DIRECTION 1 — Please condense the paragraph in the directors and officers excerpt that begins "Sunandan Ray has close to 30 years" into a short bulleted list that keeps its main facts.
DIRECTION 2 — In the entries, substitute "hazy backdrop" for "blurred background" and give only the lines starting with the one containing "Expected: for every instance of the blue" and going on through the one containing "x=738 y=474", with nothing else changed.

SELECTED PASSAGE —
Item 10. Directors, Executive Officers and Corporate Governance.

 

Executive Officers and Directors

 

The following table sets forth, as of the date hereof, the names and ages of our executive officers and directors, and their respective positions and offices held.

 

Name   Age   Position
Sunandan Ray   63   Chief Executive Officer, Director
David Briones   45   Director
Patrick Lee   44   Director
Eli Kay   54   Chief Financial Officer

 

Sunandan Ray, 63, Chief Executive Officer

 

Sunandan Ray has close to 30 years of experience in the logistics industry. He established and currently manages over 15 of ULHL’s offices in the US and India with over $400 million in revenue. Prior to his partnership with ULHL, Sunandan established and managed operating companies on behalf of MSAS Cargo International (now part of DHL/ Deutsche Post) in USA, India, Sri Lanka, Bangladesh, Mauritius and Turkey from 1989 to 1997. Sunandan successfully negotiated with MSAS Cargo, a management buyout of the companies under his management and after building the group over 10 years into a US $50 million enterprise, it was bought by French transportation company, Group Bollore. From 1992 through 1996, Sunandan built and sold to a strategic investor a group of software companies, Sunrise Group, which had over US$ 10 million in revenue at the time of sale.

RECORDS SHOWN —
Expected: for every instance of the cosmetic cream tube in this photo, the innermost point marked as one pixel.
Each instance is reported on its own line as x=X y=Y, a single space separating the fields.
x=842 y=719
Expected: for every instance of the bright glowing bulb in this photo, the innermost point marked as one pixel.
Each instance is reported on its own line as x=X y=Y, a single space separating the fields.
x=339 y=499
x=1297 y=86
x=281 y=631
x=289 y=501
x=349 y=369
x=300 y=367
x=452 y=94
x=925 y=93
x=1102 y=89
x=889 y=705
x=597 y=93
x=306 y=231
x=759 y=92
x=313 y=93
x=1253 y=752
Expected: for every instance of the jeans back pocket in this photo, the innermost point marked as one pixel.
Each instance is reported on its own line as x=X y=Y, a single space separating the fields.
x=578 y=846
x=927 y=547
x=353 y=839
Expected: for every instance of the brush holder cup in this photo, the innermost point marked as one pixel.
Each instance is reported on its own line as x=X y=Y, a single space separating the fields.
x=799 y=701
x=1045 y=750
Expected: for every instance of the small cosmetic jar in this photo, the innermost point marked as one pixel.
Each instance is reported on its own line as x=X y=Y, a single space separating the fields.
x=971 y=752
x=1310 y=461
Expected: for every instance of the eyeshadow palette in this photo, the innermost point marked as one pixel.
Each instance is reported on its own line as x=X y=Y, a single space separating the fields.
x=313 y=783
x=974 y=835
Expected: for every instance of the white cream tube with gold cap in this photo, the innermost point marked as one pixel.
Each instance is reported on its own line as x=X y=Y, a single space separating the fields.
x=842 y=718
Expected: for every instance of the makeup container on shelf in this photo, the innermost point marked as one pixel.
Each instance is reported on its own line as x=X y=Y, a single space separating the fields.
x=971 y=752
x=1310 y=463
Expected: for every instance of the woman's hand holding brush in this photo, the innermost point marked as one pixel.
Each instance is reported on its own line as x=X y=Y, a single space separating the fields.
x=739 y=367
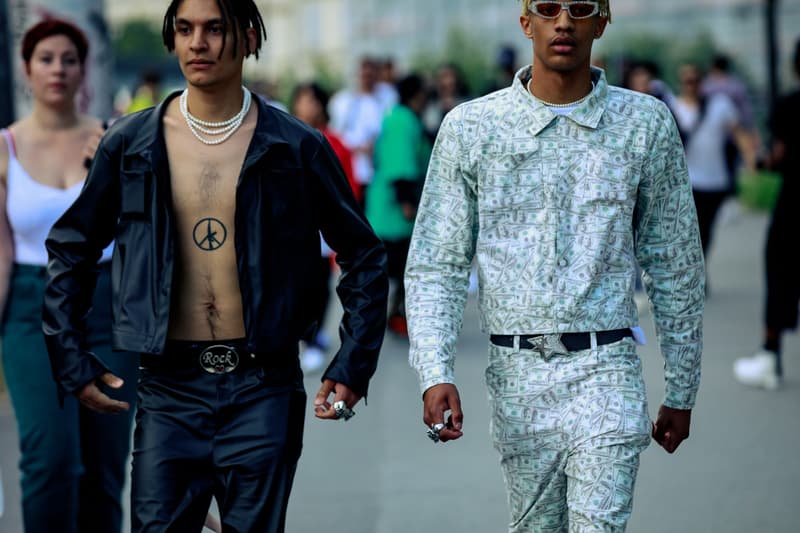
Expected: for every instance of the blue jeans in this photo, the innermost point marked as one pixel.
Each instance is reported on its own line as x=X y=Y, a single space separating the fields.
x=72 y=459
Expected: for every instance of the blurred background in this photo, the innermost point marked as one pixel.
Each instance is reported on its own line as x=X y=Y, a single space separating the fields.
x=324 y=40
x=738 y=474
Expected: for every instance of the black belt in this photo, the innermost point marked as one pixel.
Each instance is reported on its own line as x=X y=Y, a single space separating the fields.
x=572 y=342
x=216 y=357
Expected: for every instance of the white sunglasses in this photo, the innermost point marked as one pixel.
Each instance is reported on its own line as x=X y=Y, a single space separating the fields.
x=576 y=10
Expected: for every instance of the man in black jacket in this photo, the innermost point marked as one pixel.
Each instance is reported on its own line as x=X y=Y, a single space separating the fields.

EXPECTED OUTPUT 1 —
- Nearly 30 years of experience in the logistics industry.
- Established and currently manages over 15 ULHL offices in the US and India, with over $400 million in revenue.
- From 1989 to 1997, established and managed operating companies for MSAS Cargo International (now part of DHL/Deutsche Post) in the USA, India, Sri Lanka, Bangladesh, Mauritius and Turkey.
- Negotiated a management buyout of those companies. Over 10 years he built the group into a US $50 million enterprise, which the French transportation company Group Bollore then bought.
- From 1992 through 1996, built the Sunrise Group of software companies and sold it to a strategic investor when its revenue was over US$10 million.

EXPECTED OUTPUT 2 —
Expected: for every instance of the blue jeans in this photo, the innermost point marked as one pixel.
Each instance is reported on its own line as x=X y=Y, a single space separating the fields.
x=72 y=459
Expected: for every instance of the hazy backdrop in this photo, the innermost point marked as one pixel.
Each instance is reported on its own line as x=X y=Y, a single space separating the fields.
x=324 y=40
x=738 y=474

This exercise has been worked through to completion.